Desejo e Morte: O Efeito Frankfurt



Algures entre o final da década de 1910 e o inicio da década de 1920 o jovem realizador Soviético Lev Kuleshov (na altura com pouco mais de 20 anos mas já diretor do Instituto de Cinematografia Gerasimov a primeira das grandes escolas teóricas de cinema), inicia uma série de demonstrações onde, entre diversos exercícios cinematográficos, exibiu aquela que seria uma das mais importantes experiências da história de cinema.

O Efeito Kuleshov, como passou a ser denominado, consistia num exercício aparentemente simples de montagem, em que o realizador se propunha a demonstrar numa pequena curta-metragem, três estados emocionais do ser humano, passando esses mesmos estados da tela para o espectador.

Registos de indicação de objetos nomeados
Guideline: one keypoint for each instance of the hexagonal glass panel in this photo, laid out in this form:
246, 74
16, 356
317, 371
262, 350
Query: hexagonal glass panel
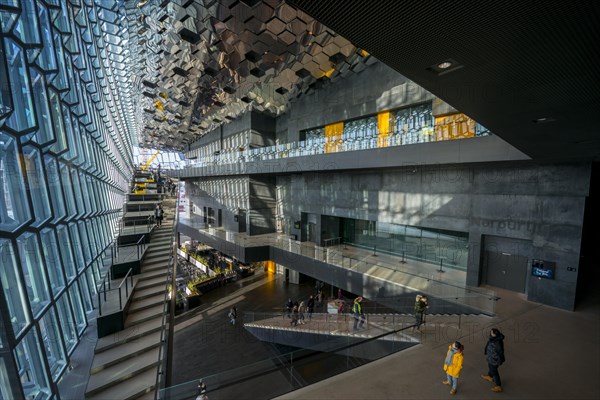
14, 207
55, 188
53, 262
78, 311
23, 116
52, 337
65, 315
66, 252
28, 356
37, 185
33, 272
14, 292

#### Exercícios:
a – Com que objetivo se propôs o realizador fazer a pequena curta-metragem descrita no excerto? Explique em uma a três frases.
b – Diga se cada afirmação concorda com o excerto, respondendo sim ou não e citando as palavras decisivas: (i) Kuleshov tinha pouco mais de 20 anos na época das demonstrações; (ii) o Instituto de Cinematografia Gerasimov foi a última das grandes escolas teóricas de cinema; (iii) o exercício de montagem era, à primeira vista, complexo.
Os itens acima não são necessários para resolver as tarefas.

#### Respostas:
a – Segundo o excerto, o realizador pretendia demonstrar numa pequena curta-metragem três estados emocionais do ser humano. Queria também fazer passar esses mesmos estados da tela para o espectador.

b –
(i) Sim: "na altura com pouco mais de 20 anos".
(ii) Não: "a primeira das grandes escolas teóricas de cinema".
(iii) Não: "um exercício aparentemente simples de montagem".